SOURCE DOCUMENT: Begin
QDrant Multi-node Cluster Deployment on AWS EC2 with Helm Charts

Ummer FarooqUmmer Farooq
8 min read

Prerequisites

  • AWS Account with appropriate permissions

  • Basic knowledge of Kubernetes and Helm

  • SSH key pair for EC2 access

Phase 1: AWS Infrastructure Setup

Step 1: Create VPC and Networking

  1. Create VPC

    • Go to AWS Console → VPC → Create VPC

    • Name: qdrant-vpc

    • IPv4 CIDR: 10.0.0.0/16

    • Enable DNS hostnames and DNS resolution

  2. Create Subnets

    • Create 3 private subnets in different AZs:

      • qdrant-subnet-1a: 10.0.1.0/24 (ap-south-1a)

      • qdrant-subnet-1b: 10.0.2.0/24 (ap-south-1b)

      • qdrant-subnet-1c: 10.0.3.0/24 (ap-south-1c)

    • Create 1 public subnet for NAT Gateway:

      • qdrant-public-subnet: 10.0.100.0/24 (ap-south-1a)
  3. Create Internet Gateway

    • Name: qdrant-igw

    • Attach to qdrant-vpc

  4. Create NAT Gateway

    • Place in qdrant-public-subnet

    • Allocate Elastic IP

  5. Configure Route Tables

    • Public Route Table:

      • Route: 0.0.0.0/0 → Internet Gateway
    • Private Route Table:

      • Route: 0.0.0.0/0 → NAT Gateway

      • Associate with all private subnets

Step 2: Security Groups

  1. Create Security Group: qdrant-cluster-sg

    • VPC: qdrant-vpc

    • Inbound Rules:

      • SSH: Port 22 (Source: Your IP)
SOURCE DOCUMENT: End
** TASK REQUIREMENTS **
Can you write out the entire Qdrant cluster deployment guide above, word for word?
RECORD SET: Begin
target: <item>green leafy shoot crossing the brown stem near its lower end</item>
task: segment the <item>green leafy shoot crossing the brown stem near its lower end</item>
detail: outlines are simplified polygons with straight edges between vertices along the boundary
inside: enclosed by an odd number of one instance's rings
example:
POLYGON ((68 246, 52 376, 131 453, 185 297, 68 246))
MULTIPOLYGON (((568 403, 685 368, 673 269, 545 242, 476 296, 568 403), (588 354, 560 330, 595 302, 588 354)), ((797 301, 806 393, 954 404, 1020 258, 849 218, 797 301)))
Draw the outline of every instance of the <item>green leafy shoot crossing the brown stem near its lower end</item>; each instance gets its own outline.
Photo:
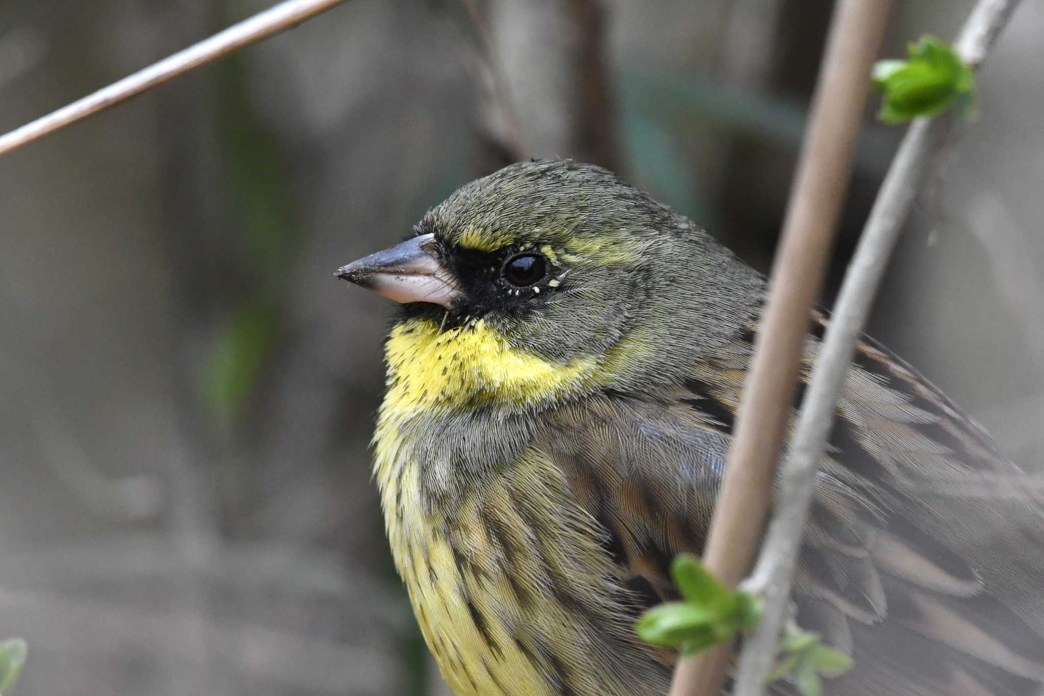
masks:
RECORD SET: End
** FINISHED EXERCISE **
QDrant Multi-node Cluster Deployment on AWS EC2 with Helm Charts

Ummer FarooqUmmer Farooq
8 min read

Prerequisites

  • AWS Account with appropriate permissions

  • Basic knowledge of Kubernetes and Helm

  • SSH key pair for EC2 access

Phase 1: AWS Infrastructure Setup

Step 1: Create VPC and Networking

  1. Create VPC

    • Go to AWS Console → VPC → Create VPC

    • Name: qdrant-vpc

    • IPv4 CIDR: 10.0.0.0/16

    • Enable DNS hostnames and DNS resolution

  2. Create Subnets

    • Create 3 private subnets in different AZs:

      • qdrant-subnet-1a: 10.0.1.0/24 (ap-south-1a)

      • qdrant-subnet-1b: 10.0.2.0/24 (ap-south-1b)

      • qdrant-subnet-1c: 10.0.3.0/24 (ap-south-1c)

    • Create 1 public subnet for NAT Gateway:

      • qdrant-public-subnet: 10.0.100.0/24 (ap-south-1a)
  3. Create Internet Gateway

    • Name: qdrant-igw

    • Attach to qdrant-vpc

  4. Create NAT Gateway

    • Place in qdrant-public-subnet

    • Allocate Elastic IP

  5. Configure Route Tables

    • Public Route Table:

      • Route: 0.0.0.0/0 → Internet Gateway
    • Private Route Table:

      • Route: 0.0.0.0/0 → NAT Gateway

      • Associate with all private subnets

Step 2: Security Groups

  1. Create Security Group: qdrant-cluster-sg

    • VPC: qdrant-vpc

    • Inbound Rules:

      • SSH: Port 22 (Source: Your IP)